> **Work task**
Reproduce the passage of the article on holiday phishing scams starting at "Scammers are phishing" and ending at "behind a computer.".

> **Source document**

◆ ◆ ◆ ◆

You may want to pay close attention before clicking an attachment on your email.
Scammers are phishing and could infect your computer with a virus, only to steal your hard-earned money.
The holiday season is just around the corner scammers are going on shopping sprees online.
With the holiday season upon us, scammers are looking to steal your personal banking information to make high dollar purchases.
But scammers are not coming to your local mall or brick and mortar stores, they are hiding behind a computer.
A Murfreesboro man, who didn’t want his identity revealed, fell victim. He was out to dinner and checked his mobile banking app and realized he only had enough money to pay for dinner.
“I saw a bunch of transactions I didn’t make,” the victim told News 2 by phone.
More than $2700 in purchases ranging from $400 up to $1200.
“Purchases of electronics, cameras, computers, things like that,” the victim said. “Websites that I’ve never been too, I’ve never heard of before.”
The victim believes a phishing email that someone at his office opened is how his banking information was stolen.
“I immediately called my bank, I called PayPal, and Amazon to try and get things shut down,” the victim said. “Their customer service was great, they were saying they were getting a bunch of calls at the moment already that was related to similar things. Sounded like everyone was getting hit. I had my ACH routing number attached to my PayPal account so that I could wire things directly without having to pay a credit card fee, and that a was a mistake.”

◆ ◆ ◆ ◆

> **Entries provided**
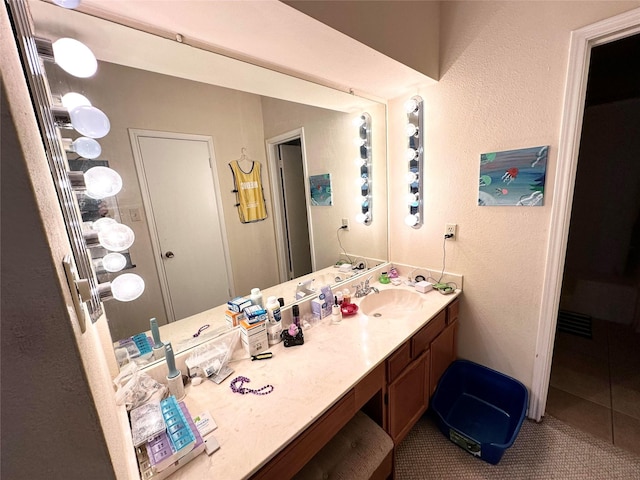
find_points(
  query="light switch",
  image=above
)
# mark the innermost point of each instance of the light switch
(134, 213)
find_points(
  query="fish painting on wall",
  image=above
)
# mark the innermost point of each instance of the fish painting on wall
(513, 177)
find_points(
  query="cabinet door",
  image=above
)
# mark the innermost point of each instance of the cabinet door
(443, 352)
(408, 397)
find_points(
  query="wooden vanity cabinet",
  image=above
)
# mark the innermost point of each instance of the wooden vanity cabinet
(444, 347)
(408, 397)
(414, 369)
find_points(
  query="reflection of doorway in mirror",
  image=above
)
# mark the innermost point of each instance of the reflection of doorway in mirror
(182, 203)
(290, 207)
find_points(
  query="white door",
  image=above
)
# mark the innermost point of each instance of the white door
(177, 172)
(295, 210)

◆ ◆ ◆ ◆

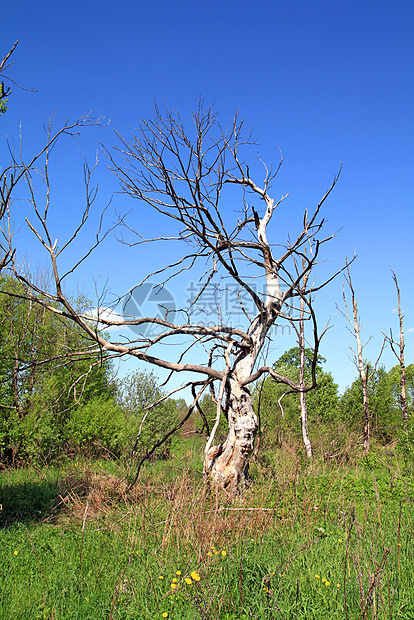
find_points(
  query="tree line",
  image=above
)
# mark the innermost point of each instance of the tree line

◆ ◆ ◆ ◆

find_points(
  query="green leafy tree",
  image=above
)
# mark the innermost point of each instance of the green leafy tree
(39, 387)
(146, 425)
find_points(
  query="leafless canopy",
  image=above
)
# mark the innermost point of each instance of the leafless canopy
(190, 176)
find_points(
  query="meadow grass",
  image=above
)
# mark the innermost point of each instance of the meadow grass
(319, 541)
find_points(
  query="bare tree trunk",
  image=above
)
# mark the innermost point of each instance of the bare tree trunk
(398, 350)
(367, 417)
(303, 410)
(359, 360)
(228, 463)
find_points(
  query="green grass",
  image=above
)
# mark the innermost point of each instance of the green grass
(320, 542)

◆ ◆ ◆ ◆

> **Answer to the problem**
Scammers are phishing and could infect your computer with a virus, only to steal your hard-earned money.
The holiday season is just around the corner scammers are going on shopping sprees online.
With the holiday season upon us, scammers are looking to steal your personal banking information to make high dollar purchases.
But scammers are not coming to your local mall or brick and mortar stores, they are hiding behind a computer.